One thing that hasn't betrayed Batum yet is his ability to make plays for his teammates. For one example, check out this clip of one of the prettiest assists he's recorded in 2015:



Batum begins this play with his back to the basket, isolated against Jamal Crawford - Crawford's not a particularly strong defender, so a full-strength Batum could easily take him into the post and show him up. But in this particular instance, he's clearly not looking to score. When Aldridge comes with the high screen, and both Crawford and Blake Griffin move to trap Batum, you'll notice that Batum artfully wriggles free from Griffin's ball pressure and finds an opening in the middle of the floor. Again, he could look to score, but he decides against it - instead, he noticed that Spencer Hawes has fallen asleep on Meyers Leonard. Batum knifes a perfect bounce pass through traffic for the easy hoop. It's beautiful stuff.

What's notable about plays like this isn't just that Batum is passing - it's that he's looking to pass. He's got his head down, rarely even looking to the rim. His eyes are more directed toward the guys around him and how the play is unfolding on the floor. He's trying to make the right basketball play.

Material supplied:
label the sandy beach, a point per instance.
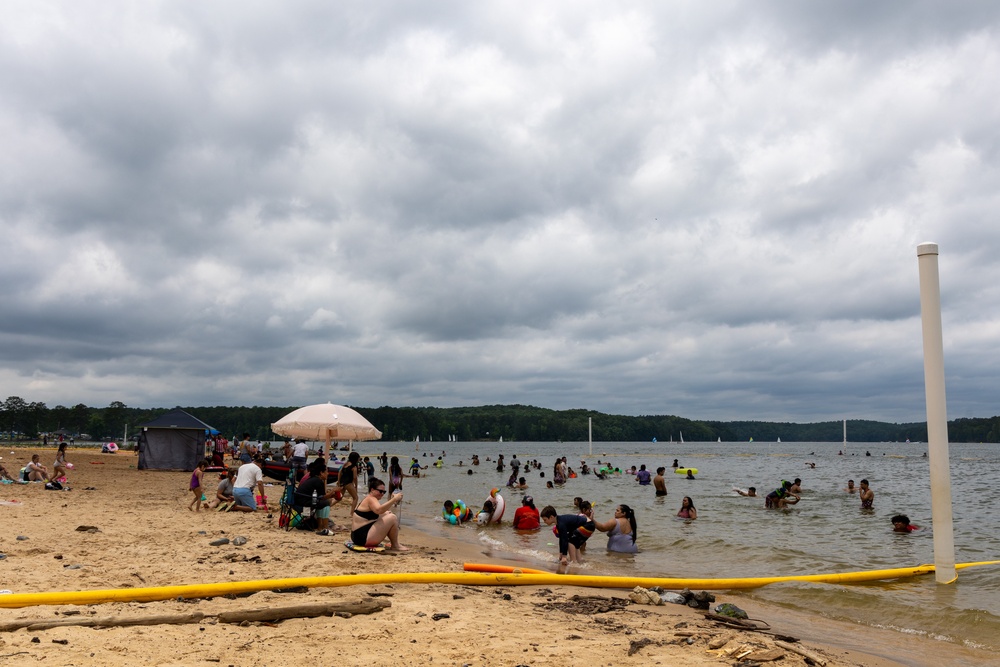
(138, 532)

==

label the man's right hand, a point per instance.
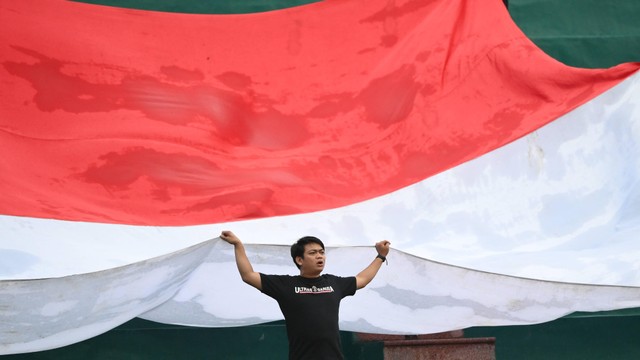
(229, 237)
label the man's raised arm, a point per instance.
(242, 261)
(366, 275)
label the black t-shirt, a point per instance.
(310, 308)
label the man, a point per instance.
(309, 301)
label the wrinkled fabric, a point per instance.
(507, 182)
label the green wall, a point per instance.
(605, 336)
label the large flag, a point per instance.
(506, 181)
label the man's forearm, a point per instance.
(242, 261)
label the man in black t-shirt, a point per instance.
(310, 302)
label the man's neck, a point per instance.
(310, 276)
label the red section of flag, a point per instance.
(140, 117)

Directions:
1. Swap "rim" for "hoop" and give the stretch of the Batum passage from "What's notable about" through "right basketball play.".
2. Please answer these questions from the Batum passage.
(a) Which defender is Batum isolated against at the start of the play?
(b) Who has fallen asleep on Meyers Leonard?
(c) Where are Batum's eyes directed during plays like this one?
The records are separate material and are not tied to the Batum passage.

Expected outputs:
1.
What's notable about plays like this isn't just that Batum is passing - it's that he's looking to pass. He's got his head down, rarely even looking to the hoop. His eyes are more directed toward the guys around him and how the play is unfolding on the floor. He's trying to make the right basketball play.

2.
(a) Jamal Crawford
(b) Spencer Hawes
(c) Toward the guys around him and how the play is unfolding on the floor